** Requirement **
Locate each line in the data below that contains the string "person" and copy those lines out in full.

━━━

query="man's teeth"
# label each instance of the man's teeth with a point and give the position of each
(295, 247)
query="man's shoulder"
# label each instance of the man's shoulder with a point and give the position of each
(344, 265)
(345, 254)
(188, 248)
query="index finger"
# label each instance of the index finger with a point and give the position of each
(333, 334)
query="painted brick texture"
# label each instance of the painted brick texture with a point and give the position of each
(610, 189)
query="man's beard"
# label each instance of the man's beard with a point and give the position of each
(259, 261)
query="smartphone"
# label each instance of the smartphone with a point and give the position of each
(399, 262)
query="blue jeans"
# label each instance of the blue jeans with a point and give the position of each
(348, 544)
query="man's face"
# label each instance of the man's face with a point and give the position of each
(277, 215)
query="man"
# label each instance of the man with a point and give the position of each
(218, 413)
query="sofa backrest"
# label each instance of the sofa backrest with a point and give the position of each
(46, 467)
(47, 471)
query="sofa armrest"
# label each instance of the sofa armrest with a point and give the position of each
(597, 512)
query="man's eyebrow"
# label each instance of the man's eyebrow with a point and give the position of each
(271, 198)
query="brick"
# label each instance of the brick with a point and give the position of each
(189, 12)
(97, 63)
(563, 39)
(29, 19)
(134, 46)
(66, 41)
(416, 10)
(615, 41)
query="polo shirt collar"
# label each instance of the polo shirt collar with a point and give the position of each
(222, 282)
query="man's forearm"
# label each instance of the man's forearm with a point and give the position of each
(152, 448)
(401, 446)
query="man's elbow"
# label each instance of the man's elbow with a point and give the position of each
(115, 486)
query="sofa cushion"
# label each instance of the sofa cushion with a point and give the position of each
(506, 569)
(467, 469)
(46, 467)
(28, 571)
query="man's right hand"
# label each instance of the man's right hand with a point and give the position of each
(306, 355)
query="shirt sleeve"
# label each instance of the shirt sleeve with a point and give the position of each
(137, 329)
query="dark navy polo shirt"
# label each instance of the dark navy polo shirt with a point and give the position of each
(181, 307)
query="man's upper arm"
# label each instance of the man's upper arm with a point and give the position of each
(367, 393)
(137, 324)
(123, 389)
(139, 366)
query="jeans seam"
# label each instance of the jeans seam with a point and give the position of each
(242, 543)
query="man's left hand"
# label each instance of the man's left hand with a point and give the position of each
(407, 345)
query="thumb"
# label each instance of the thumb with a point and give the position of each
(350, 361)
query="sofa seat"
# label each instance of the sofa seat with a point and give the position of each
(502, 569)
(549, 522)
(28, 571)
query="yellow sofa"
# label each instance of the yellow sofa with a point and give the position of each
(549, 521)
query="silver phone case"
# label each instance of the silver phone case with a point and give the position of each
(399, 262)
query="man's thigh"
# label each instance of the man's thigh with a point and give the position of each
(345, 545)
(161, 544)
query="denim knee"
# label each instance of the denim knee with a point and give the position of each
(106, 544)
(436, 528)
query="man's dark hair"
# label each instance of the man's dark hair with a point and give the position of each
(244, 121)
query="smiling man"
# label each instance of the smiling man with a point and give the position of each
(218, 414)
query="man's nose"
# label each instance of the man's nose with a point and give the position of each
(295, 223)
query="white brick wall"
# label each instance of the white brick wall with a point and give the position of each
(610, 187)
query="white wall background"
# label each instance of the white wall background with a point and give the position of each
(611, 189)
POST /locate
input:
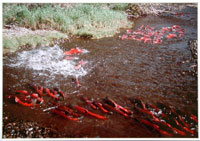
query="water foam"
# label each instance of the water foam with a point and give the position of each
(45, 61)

━━━

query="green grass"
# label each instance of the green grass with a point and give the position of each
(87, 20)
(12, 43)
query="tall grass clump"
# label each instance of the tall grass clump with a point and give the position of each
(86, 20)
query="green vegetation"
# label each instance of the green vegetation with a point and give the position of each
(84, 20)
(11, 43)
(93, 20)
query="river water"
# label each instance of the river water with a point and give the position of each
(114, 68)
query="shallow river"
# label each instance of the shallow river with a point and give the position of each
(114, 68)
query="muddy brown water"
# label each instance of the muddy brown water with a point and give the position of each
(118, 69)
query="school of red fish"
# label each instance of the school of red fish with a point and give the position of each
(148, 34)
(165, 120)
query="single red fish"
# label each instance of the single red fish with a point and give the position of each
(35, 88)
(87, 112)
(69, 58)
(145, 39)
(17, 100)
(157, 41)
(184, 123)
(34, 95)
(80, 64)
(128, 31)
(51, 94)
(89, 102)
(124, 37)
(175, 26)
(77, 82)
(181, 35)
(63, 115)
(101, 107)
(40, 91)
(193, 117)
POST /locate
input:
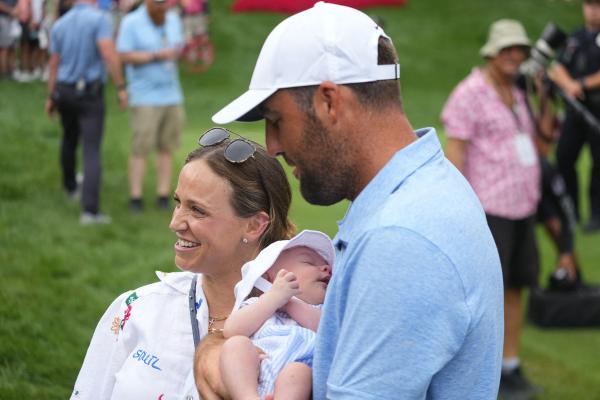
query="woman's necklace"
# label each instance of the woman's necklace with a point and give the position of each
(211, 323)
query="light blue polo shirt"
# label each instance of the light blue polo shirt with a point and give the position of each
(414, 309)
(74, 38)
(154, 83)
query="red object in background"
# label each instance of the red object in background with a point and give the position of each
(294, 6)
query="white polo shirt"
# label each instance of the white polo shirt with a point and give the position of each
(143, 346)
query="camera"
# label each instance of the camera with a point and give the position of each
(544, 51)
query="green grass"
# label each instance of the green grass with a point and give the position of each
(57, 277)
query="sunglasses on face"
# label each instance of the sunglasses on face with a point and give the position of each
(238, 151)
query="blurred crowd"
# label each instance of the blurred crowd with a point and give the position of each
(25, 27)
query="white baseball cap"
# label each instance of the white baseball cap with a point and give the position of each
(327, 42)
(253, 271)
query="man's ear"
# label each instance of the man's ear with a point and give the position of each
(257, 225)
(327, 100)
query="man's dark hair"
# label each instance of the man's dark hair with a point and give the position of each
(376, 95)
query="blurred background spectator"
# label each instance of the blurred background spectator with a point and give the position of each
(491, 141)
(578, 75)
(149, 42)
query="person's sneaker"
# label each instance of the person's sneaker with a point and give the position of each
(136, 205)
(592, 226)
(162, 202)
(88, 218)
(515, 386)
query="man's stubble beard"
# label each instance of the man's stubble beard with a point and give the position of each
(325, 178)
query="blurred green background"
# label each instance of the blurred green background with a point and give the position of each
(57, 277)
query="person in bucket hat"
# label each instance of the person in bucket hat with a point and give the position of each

━━━

** Complete answer **
query="person's sneaker"
# label each instance of the person's sneaker with a point and give the position of each
query="person in bucket hat"
# label each instance of the person in bucket hat with a point and give the position of each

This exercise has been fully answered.